Urteilsauszug ::
Verwaltungsrecht

Erfolglose Asylklage eines nigerianischen Staatsangehörigen

Aktenzeichen  M 28 K 17.46465

Datum:
20.12.2017
Rechtsgebiet:
Fundstelle:
BeckRS – 2017, 153547
Gerichtsart:
VG
Gerichtsort:
München
Rechtsweg:
Verwaltungsgerichtsbarkeit
Normen:
AsylG § 3 Abs. 1, § 3e, § 4
AufenthG § 60 Abs. 5, Abs. 7
GG Art. 16a

 

Leitsatz

1 In Nigeria fehlt ein flächendeckendes Meldewesen, sodass Verfolger den Asylbewerber nicht ohne Weiteres in anderen Landesteilen auffinden können. (Rn. 57) (redaktioneller Leitsatz)
2 Die allgemein schwierige Versorgungslage in Nigeria führt nicht zu einem Abschiebungsverbot nach § 60 Abs. 7 S. 1 AufenthG. (Rn. 61) (redaktioneller Leitsatz)

Tenor

I. Die Klage wird abgewiesen.
II. Der Kläger hat die Kosten des Verfahrens zu tragen.

Gründe

Über die Klage konnte trotz Ausbleibens von Vertretern der Beteiligten in der mündlichen Verhandlung entschieden werden (§ 102 Abs. 2 VwGO). Eine ordnungsgemäße Ladung der Beteiligten zum Termin hat stattgefunden.
Die Klage ist zulässig, aber nicht begründet.
Der Kläger hat keinen Anspruch darauf, die Beklagte unter entsprechender Aufhebung des streitgegenständlichen Bescheids zu verpflichten, ihn als Asylberechtigten anzuerkennen, ihm die Flüchtlingseigenschaft oder den subsidiären Schutzstatus zuzuerkennen oder zu seinen Gunsten das Vorliegen der Voraussetzungen nationaler Abschiebungsverbote nach § 60 Abs. 5 oder Abs. 7 Satz 1 AufenthG festzustellen. Auch hinsichtlich der Rechtmäßigkeit der Abschiebungsandrohung (Ziffer 5. des Bescheids) sowie der Befristungsentscheidung (Ziffer 6. des Bescheids) bestehen keine Zweifel.

Aufgabe :: Führen Sie aus dem Urteilsauszug alle Begehren auf, auf die der Kläger laut dem Satz ab „Der Kläger hat keinen Anspruch darauf“ keinen Anspruch hat. Als Grundlage dient allein der Urteilsauszug.

Datenzeilen ::
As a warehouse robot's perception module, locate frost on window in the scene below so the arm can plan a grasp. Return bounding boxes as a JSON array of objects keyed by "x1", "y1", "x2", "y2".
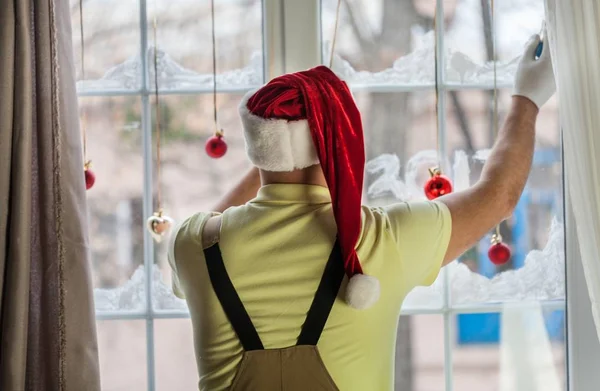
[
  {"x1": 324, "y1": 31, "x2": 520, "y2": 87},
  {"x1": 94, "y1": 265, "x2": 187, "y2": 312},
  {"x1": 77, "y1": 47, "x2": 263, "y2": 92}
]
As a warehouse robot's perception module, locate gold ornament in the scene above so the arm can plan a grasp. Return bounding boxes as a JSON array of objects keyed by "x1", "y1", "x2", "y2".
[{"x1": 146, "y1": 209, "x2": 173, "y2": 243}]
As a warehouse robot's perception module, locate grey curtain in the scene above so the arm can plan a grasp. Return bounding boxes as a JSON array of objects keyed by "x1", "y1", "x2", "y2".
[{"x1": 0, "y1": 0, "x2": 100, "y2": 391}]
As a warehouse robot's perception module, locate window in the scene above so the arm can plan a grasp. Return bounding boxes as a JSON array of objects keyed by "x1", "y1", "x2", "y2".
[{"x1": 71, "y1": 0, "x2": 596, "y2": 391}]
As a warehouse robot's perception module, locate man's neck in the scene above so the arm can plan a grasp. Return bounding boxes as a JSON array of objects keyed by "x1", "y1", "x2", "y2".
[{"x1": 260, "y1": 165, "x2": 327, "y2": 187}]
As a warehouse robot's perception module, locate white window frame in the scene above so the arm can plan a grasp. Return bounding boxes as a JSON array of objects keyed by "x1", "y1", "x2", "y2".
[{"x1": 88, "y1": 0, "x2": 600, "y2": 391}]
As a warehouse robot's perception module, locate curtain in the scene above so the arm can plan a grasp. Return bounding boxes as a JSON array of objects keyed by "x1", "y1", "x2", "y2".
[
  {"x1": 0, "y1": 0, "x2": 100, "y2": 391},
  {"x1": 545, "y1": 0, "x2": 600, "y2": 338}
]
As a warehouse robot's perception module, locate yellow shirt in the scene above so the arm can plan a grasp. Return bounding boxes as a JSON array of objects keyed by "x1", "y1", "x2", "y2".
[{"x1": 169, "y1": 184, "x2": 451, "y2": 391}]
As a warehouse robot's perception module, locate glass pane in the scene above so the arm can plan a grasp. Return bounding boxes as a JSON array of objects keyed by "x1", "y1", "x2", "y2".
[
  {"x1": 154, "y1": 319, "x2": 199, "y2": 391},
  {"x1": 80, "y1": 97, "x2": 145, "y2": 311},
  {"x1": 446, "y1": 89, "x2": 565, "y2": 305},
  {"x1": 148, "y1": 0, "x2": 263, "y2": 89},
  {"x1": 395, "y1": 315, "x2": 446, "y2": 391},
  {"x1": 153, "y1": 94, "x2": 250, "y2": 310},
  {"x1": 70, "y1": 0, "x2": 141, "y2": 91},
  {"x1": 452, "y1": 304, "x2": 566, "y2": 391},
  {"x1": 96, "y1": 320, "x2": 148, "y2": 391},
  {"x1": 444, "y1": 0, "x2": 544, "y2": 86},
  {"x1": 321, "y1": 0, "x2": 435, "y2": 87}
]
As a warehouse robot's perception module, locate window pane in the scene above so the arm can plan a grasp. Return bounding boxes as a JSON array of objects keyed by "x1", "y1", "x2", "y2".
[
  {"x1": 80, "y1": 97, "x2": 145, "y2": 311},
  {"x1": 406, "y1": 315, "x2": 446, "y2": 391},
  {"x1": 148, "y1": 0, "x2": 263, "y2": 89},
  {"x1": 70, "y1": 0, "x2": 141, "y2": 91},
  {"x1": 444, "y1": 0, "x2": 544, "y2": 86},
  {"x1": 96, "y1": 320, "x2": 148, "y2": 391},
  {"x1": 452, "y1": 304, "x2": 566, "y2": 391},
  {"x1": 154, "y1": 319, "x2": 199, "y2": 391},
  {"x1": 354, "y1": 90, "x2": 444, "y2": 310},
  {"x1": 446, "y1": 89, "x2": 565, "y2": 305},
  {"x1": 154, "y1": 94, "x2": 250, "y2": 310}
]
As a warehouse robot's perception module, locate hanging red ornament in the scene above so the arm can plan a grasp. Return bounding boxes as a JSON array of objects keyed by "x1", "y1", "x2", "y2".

* * *

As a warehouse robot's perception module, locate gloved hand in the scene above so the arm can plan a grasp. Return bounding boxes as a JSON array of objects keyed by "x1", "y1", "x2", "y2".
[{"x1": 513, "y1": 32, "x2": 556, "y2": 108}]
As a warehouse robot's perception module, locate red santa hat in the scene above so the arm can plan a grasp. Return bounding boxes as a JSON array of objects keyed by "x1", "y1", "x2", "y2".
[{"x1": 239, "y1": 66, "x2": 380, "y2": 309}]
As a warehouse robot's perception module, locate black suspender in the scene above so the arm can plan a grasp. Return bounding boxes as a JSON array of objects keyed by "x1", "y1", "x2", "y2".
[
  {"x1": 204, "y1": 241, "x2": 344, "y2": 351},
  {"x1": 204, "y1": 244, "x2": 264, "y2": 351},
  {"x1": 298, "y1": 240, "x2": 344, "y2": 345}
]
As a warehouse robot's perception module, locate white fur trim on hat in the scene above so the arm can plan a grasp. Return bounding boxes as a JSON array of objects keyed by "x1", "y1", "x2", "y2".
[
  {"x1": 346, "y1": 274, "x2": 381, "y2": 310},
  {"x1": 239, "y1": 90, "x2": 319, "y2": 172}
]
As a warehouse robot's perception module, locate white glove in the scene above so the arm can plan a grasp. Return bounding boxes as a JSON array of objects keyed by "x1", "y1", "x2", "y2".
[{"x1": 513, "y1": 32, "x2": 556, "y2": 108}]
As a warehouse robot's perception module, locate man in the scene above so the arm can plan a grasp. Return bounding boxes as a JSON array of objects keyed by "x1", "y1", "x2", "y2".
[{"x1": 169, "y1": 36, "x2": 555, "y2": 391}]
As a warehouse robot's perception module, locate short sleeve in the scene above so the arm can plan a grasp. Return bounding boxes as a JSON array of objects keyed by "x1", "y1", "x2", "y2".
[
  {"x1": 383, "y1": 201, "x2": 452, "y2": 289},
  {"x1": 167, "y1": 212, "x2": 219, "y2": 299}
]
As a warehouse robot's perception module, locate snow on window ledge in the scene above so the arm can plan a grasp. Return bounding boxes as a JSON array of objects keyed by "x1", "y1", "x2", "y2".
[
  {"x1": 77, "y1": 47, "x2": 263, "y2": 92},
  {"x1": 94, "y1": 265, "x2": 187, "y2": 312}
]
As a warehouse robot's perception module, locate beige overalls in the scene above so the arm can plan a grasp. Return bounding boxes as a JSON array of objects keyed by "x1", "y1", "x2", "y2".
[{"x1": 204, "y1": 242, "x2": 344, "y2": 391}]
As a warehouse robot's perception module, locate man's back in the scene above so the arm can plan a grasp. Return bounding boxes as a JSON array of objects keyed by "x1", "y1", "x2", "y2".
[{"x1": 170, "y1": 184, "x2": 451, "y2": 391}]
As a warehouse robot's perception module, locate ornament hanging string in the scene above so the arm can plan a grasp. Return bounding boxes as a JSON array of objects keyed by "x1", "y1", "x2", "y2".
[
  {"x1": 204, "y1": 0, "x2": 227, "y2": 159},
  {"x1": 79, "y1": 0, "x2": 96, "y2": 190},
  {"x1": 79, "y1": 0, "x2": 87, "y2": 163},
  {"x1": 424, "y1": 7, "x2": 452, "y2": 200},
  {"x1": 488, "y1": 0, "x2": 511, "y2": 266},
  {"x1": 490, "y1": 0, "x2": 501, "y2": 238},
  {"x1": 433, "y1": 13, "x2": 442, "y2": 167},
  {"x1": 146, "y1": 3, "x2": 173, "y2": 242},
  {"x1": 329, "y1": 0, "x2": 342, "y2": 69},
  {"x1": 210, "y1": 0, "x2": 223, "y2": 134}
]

---

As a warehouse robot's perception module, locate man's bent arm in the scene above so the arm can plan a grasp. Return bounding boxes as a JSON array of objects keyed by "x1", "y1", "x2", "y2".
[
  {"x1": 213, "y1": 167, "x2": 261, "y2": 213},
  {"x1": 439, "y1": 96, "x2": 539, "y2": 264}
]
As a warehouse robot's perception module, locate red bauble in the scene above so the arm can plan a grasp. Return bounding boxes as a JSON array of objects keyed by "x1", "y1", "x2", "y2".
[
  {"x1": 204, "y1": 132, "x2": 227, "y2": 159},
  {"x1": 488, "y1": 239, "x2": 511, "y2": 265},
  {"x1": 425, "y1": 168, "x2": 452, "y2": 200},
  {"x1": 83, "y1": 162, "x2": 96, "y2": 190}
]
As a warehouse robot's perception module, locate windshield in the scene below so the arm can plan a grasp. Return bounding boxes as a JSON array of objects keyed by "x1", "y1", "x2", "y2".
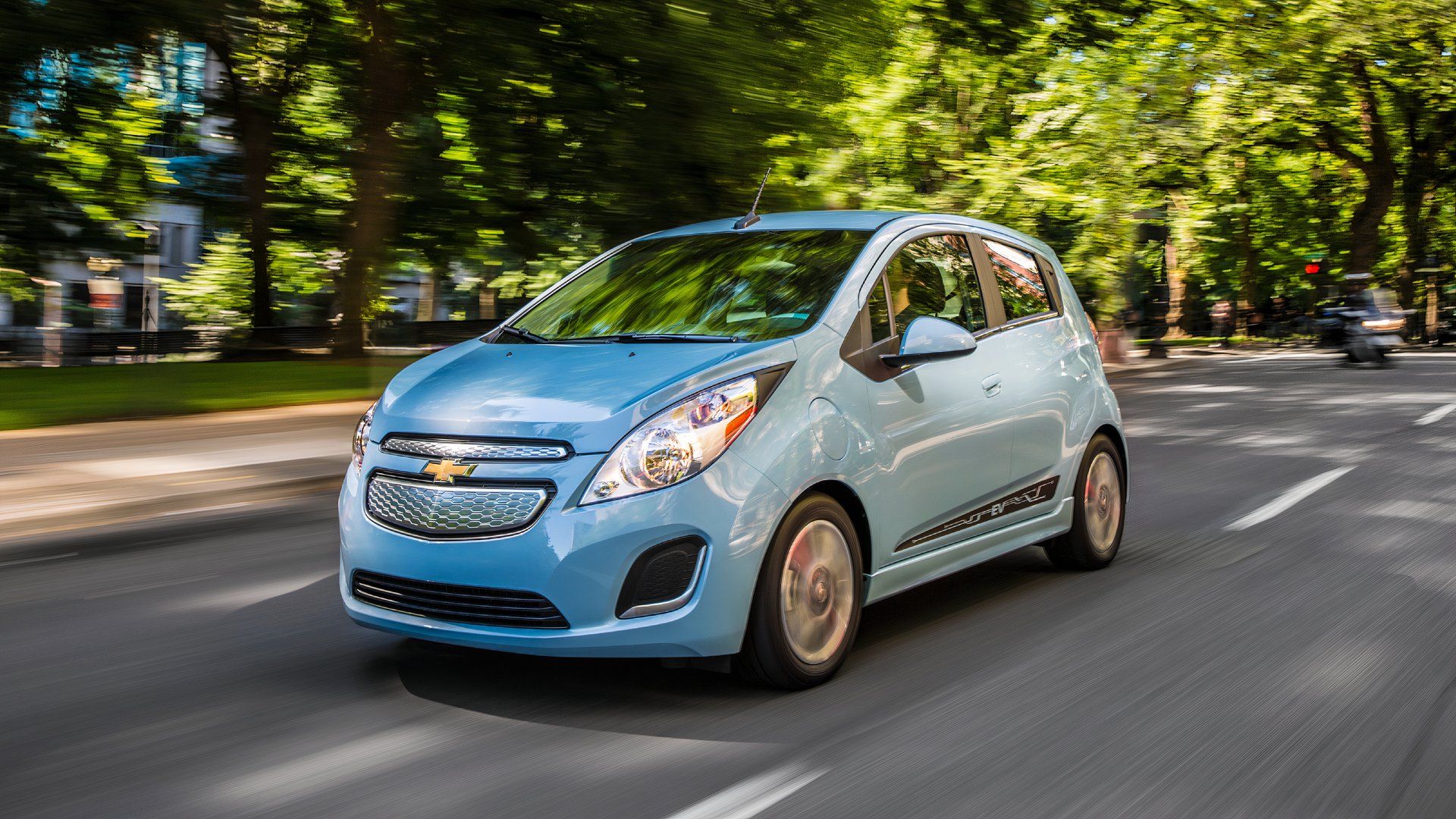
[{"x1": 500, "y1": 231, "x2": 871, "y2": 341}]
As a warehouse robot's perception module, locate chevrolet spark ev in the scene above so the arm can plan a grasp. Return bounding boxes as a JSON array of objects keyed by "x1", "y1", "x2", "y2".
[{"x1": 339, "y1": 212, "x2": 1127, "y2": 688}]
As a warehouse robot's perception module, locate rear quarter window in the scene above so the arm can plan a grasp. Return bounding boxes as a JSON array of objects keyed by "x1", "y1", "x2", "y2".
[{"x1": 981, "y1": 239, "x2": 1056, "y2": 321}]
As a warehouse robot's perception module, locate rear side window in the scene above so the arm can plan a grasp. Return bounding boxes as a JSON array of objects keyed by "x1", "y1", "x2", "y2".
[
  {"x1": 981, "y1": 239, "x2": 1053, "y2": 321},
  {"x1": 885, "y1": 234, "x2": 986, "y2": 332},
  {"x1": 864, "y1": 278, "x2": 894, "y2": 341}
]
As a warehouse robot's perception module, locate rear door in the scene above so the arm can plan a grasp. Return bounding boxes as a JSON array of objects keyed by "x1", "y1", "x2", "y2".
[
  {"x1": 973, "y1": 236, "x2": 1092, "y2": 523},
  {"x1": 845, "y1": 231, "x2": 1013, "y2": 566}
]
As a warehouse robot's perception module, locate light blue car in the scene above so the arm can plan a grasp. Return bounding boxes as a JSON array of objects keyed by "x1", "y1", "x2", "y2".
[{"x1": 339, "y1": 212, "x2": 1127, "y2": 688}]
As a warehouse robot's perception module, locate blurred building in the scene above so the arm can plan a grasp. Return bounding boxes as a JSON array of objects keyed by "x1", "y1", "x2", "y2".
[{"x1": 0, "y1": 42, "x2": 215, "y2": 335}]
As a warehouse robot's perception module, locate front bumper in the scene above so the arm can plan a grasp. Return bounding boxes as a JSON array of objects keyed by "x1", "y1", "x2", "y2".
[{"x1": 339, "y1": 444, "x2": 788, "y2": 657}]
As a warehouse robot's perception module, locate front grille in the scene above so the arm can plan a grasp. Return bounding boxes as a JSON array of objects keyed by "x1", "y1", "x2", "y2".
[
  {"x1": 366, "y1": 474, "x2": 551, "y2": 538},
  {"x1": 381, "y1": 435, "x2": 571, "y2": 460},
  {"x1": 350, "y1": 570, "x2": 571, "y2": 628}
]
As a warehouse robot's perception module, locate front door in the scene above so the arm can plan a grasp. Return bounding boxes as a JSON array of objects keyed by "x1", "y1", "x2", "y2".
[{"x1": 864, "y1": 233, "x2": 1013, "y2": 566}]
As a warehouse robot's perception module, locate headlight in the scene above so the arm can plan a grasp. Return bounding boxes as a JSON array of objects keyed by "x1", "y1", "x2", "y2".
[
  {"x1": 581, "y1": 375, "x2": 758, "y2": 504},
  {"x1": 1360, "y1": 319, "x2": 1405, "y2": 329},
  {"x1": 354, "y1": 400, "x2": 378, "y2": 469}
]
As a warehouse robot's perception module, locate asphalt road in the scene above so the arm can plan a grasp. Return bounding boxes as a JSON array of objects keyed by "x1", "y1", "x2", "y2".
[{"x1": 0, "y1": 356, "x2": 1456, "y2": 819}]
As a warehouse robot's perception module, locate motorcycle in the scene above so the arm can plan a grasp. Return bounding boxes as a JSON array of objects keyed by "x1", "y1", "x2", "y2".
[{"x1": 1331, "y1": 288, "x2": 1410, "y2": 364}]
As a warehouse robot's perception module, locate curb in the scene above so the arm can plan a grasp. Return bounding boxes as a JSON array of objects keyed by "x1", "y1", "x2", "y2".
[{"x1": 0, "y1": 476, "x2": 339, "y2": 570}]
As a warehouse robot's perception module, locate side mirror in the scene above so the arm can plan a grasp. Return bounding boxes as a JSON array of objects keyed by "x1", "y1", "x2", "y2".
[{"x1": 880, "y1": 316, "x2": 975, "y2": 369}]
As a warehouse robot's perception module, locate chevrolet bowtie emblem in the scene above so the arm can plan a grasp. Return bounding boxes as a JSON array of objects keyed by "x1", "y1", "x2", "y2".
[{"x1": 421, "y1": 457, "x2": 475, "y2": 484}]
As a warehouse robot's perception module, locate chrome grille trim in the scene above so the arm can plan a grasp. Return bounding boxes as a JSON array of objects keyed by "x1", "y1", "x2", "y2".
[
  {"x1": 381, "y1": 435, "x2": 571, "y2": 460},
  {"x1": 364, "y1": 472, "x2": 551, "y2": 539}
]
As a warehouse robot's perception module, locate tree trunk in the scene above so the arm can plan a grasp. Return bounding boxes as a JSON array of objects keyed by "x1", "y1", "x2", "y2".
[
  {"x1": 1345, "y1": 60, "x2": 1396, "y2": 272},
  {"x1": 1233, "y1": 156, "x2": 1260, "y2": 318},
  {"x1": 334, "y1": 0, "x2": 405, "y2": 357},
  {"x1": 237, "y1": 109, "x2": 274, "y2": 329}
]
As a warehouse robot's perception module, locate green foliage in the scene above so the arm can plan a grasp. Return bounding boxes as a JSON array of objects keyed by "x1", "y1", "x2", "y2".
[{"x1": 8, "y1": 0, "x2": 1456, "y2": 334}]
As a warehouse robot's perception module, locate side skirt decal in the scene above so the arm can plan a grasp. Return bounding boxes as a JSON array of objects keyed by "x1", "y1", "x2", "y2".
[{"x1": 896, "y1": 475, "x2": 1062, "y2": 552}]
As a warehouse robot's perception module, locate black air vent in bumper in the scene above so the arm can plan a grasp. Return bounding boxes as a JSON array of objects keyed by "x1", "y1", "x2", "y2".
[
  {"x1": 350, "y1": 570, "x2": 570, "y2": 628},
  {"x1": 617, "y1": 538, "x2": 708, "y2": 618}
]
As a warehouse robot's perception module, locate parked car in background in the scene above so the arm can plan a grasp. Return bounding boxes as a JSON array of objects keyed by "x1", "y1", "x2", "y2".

Ergebnis ::
- Anerkennung als Asylberechtigter
- Zuerkennung der Flüchtlingseigenschaft
- Zuerkennung des subsidiären Schutzstatus
- Feststellung des Vorliegens der Voraussetzungen nationaler Abschiebungsverbote nach § 60 Abs. 5 oder Abs. 7 Satz 1 AufenthG